• **Entries**:
+++
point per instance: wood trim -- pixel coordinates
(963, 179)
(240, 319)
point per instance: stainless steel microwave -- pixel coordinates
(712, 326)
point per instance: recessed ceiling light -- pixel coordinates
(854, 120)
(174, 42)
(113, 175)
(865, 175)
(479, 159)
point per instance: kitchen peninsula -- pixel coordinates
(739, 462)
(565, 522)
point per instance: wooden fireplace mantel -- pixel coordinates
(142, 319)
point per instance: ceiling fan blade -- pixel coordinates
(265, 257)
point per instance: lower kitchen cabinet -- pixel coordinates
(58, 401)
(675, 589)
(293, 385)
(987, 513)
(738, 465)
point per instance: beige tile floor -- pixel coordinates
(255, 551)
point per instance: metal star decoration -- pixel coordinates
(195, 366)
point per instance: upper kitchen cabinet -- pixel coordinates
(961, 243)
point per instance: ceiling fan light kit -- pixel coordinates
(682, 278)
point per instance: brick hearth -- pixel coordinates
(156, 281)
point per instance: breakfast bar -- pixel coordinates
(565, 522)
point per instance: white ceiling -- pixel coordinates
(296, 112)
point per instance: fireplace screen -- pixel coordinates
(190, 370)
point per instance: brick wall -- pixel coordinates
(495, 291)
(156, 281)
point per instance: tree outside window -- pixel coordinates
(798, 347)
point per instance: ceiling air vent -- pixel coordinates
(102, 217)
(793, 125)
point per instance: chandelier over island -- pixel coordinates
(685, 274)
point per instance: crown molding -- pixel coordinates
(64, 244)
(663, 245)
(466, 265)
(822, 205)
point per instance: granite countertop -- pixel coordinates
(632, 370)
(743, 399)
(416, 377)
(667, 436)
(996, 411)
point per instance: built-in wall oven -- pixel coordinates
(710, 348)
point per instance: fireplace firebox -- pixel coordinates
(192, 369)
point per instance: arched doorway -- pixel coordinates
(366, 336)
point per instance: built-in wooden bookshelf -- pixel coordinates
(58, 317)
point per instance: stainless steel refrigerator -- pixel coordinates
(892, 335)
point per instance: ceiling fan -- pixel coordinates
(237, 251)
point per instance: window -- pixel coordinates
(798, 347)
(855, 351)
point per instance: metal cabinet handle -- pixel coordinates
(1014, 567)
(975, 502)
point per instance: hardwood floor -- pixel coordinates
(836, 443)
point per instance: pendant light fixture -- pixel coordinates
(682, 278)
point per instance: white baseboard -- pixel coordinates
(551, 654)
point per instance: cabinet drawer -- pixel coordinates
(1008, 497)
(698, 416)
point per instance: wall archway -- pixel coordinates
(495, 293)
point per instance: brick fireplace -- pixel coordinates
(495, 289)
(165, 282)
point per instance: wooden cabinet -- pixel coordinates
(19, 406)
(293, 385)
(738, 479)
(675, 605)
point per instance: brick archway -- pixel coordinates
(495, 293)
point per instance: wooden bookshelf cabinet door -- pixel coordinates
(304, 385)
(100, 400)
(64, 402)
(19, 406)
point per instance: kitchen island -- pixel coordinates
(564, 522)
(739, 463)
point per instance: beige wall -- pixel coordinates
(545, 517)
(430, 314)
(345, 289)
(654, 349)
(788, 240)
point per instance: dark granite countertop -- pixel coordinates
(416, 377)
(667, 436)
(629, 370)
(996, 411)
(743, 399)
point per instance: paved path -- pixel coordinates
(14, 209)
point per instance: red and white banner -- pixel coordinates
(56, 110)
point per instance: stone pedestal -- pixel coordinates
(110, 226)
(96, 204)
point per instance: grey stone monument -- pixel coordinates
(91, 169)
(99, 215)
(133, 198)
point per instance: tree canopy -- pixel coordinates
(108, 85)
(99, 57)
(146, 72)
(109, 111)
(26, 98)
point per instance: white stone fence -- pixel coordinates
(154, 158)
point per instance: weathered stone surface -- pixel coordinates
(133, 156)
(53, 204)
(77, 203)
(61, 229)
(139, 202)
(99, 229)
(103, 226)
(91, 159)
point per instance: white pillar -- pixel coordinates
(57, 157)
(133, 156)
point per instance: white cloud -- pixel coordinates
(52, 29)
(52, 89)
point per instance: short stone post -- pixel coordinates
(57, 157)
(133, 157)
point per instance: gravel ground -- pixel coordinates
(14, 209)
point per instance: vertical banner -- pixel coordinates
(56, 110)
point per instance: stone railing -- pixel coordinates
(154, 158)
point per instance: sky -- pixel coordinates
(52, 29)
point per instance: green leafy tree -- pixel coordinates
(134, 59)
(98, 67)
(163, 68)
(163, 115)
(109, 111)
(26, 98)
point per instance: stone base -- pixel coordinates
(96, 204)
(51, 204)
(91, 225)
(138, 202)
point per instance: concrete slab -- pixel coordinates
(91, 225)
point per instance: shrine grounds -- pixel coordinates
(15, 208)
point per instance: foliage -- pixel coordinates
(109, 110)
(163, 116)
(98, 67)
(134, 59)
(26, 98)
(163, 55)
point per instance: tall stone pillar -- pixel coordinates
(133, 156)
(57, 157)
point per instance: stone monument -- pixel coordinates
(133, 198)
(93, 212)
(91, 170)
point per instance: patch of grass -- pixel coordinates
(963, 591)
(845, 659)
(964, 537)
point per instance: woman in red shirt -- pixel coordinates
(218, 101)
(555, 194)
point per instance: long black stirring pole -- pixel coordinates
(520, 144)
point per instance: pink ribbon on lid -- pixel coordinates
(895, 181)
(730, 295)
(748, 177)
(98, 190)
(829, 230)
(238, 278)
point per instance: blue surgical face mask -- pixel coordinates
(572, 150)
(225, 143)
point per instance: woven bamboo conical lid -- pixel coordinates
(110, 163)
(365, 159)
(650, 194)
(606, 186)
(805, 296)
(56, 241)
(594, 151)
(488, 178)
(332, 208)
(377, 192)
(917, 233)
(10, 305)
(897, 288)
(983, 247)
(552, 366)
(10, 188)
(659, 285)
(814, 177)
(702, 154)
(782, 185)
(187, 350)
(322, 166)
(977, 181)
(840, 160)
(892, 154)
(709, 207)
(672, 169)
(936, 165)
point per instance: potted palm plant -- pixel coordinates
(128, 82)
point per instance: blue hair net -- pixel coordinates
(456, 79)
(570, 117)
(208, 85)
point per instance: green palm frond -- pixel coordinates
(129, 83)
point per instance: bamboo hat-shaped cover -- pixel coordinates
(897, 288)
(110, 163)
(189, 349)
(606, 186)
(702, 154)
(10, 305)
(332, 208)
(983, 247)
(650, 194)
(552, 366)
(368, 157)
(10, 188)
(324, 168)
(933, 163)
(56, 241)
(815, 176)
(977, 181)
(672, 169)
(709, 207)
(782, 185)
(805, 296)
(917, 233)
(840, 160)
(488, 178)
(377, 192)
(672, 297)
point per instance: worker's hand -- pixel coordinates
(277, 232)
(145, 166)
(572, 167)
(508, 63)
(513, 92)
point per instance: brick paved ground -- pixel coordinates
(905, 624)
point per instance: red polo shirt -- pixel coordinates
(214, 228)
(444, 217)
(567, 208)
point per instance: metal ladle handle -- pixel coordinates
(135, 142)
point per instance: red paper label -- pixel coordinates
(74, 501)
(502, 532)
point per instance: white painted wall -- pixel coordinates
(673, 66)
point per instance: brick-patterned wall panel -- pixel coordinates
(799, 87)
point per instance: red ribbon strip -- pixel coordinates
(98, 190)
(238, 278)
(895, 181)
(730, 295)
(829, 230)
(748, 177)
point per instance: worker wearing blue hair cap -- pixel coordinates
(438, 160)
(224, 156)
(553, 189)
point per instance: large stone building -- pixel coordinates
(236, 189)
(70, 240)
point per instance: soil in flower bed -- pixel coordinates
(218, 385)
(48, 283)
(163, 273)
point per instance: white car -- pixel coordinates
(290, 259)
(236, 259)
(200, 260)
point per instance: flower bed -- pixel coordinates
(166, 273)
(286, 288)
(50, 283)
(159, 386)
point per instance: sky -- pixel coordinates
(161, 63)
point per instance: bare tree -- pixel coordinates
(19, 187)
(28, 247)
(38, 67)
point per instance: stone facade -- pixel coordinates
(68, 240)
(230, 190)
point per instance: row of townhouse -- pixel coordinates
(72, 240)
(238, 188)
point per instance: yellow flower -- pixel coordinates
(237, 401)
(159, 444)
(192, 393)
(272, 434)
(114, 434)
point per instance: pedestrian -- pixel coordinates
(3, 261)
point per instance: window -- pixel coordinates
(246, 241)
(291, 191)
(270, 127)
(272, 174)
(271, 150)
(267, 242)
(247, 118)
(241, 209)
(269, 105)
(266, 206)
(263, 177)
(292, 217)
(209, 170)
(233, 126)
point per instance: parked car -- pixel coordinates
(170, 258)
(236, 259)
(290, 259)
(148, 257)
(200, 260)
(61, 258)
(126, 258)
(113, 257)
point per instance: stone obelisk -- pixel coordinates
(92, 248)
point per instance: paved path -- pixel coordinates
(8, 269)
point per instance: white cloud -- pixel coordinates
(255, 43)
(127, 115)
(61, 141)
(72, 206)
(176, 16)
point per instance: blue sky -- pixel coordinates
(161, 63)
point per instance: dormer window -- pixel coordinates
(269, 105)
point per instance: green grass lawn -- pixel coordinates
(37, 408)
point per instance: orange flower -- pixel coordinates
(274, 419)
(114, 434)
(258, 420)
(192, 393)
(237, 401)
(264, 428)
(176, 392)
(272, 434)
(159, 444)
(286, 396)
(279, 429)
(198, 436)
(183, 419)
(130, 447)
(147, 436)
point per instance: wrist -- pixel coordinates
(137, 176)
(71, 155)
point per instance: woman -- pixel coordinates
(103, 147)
+++
• **What to work on**: Could you copy out the entries from the line containing "point per instance: green grass" through the end of the entries, changing "orange flower" to "orange blossom" and leaving everything else untouched?

• **Task answer**:
point per instance: green grass lawn -- pixel coordinates
(37, 408)
point per instance: orange blossom -- pixel coordinates
(274, 419)
(114, 434)
(258, 420)
(192, 393)
(237, 401)
(264, 428)
(176, 392)
(272, 434)
(159, 444)
(286, 396)
(279, 429)
(198, 436)
(183, 419)
(130, 447)
(147, 436)
point per instance: wrist -- pixel coordinates
(137, 176)
(71, 155)
point per instance: woman -- pixel coordinates
(103, 147)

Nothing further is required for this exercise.